For the nine months ended September 30, 1997 and 1996, the average recorded
investment in impaired loans was approximately $9,389 and $17,470 respectively.
6. CONTINGENT LIABILITIES AND OTHER MATTERS
There are certain legal proceedings pending against First Midwest and its
Subsidiaries in the ordinary course of business at September 30, 1997. In
assessing these proceedings, including the advice of counsel, First Midwest
believes that liabilities arising from these proceedings, if any, would not have
a material adverse effect on the consolidated financial condition of First
Midwest.
6
<PAGE>
ITEM 2. MANAGEMENT'S DISCUSSION AND ANALYSIS OF FINANCIAL
CONDITION AND RESULTS OF OPERATIONS
The discussion presented below presents an analysis of First Midwest's results
of operations and financial condition for the quarter and nine months ended
September 30, 1997 as compared to the same periods in 1996. Management's
discussion and analysis should be read in conjunction with the consolidated
financial statements and accompanying notes presented elsewhere in this report
as well as First Midwest's 1996 Annual Report on Form 10-K. Results of
operations for the quarters and nine months ended September 30, 1997 are not
necessarily indicative of results to be expected for the full year of 1997.

▶ Instruction 1: Copy out the rows exactly as they appear, from the one containing "Target: snow-covered roof" through the end of the rows, including both ends.
▶ Instruction 2: Continue the First Midwest quarterly report excerpt from the point where it stops.

▶ Records from a data source:
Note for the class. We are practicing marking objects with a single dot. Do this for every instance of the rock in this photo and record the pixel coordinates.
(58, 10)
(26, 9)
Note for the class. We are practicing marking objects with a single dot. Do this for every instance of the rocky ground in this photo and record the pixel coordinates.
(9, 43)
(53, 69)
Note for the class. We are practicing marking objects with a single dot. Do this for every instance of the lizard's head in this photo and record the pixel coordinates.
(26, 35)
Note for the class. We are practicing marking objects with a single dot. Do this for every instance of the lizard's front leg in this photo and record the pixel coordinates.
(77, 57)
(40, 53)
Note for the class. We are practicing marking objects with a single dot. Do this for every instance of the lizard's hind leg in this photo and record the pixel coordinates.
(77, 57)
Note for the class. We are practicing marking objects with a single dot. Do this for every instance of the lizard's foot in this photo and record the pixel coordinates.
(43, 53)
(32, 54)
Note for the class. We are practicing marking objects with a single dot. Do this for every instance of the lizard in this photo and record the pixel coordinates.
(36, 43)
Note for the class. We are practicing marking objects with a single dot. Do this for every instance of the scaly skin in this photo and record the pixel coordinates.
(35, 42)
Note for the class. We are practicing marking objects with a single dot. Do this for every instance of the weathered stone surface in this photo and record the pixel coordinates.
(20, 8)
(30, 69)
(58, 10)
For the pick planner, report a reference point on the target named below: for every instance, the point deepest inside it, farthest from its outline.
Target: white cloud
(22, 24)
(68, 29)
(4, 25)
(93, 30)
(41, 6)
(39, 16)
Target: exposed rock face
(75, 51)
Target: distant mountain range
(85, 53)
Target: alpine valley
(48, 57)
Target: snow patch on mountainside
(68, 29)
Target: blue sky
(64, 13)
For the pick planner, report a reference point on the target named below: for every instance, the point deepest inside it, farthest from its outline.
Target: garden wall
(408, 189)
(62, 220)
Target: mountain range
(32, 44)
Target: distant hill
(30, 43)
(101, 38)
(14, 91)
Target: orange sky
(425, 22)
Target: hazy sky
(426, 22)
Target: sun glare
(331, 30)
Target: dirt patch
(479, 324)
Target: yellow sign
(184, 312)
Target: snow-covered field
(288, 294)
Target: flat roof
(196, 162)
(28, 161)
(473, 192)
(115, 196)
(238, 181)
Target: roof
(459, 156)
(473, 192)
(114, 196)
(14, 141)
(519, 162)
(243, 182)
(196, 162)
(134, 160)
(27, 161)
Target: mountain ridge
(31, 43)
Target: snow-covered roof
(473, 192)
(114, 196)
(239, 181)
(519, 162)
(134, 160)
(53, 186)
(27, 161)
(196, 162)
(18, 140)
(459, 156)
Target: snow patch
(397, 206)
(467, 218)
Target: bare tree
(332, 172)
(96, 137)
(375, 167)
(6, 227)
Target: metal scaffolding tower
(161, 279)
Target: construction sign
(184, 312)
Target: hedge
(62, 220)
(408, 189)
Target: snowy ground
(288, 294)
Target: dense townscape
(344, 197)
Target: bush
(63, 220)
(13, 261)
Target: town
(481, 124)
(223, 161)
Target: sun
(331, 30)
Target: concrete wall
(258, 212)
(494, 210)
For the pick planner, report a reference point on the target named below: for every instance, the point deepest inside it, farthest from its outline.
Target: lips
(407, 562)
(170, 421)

▶ Final result 1:
Target: snow-covered roof
(473, 192)
(114, 196)
(239, 181)
(519, 162)
(134, 160)
(53, 186)
(27, 161)
(196, 162)
(18, 140)
(459, 156)
Target: snow patch
(397, 206)
(467, 218)
Target: bare tree
(332, 172)
(96, 137)
(375, 167)
(6, 227)
Target: metal scaffolding tower
(161, 279)
Target: construction sign
(184, 312)
Target: hedge
(62, 220)
(408, 189)
Target: snowy ground
(288, 294)
Target: dense townscape
(344, 197)
Target: bush
(63, 220)
(13, 261)
Target: town
(481, 124)
(223, 161)
Target: sun
(331, 30)
Target: concrete wall
(258, 212)
(494, 210)
For the pick planner, report a reference point on the target named below: for every instance, the point deepest inside it, farthest from its outline.
Target: lips
(407, 562)
(170, 421)

▶ Final result 2:
Summary of Performance
Net Income
Net income for the third quarter of 1997 increased to $9,553 or $.57 per share
from $8,602, or $.50 per share in the same quarter of 1996, representing an
increase of 14% on a per share basis. Net income for the nine months ended
September 30, 1997, totaled $27,281, or $1.63 per share from $24,744, or $1.44
per share for the same period in 1996, representing a 13% increase per share.
Return on Average Assets and Stockholders' Equity
Return on average assets was 1.20% for the third quarter of 1997 as compared to
1.11% for the same quarter in 1996. Return on average assets was 1.19% for the
nine months ended September 30, 1997, as compared to 1.06% for the same period
in 1996.
Return on average stockholders' equity was 13.74% for the third quarter of 1997,
as compared to 13.39% for the same quarter in 1996. Return on average
stockholders equity was 13.72% for the nine months ended September 30, 1997, as
compared to 13.03% for the same period in 1996.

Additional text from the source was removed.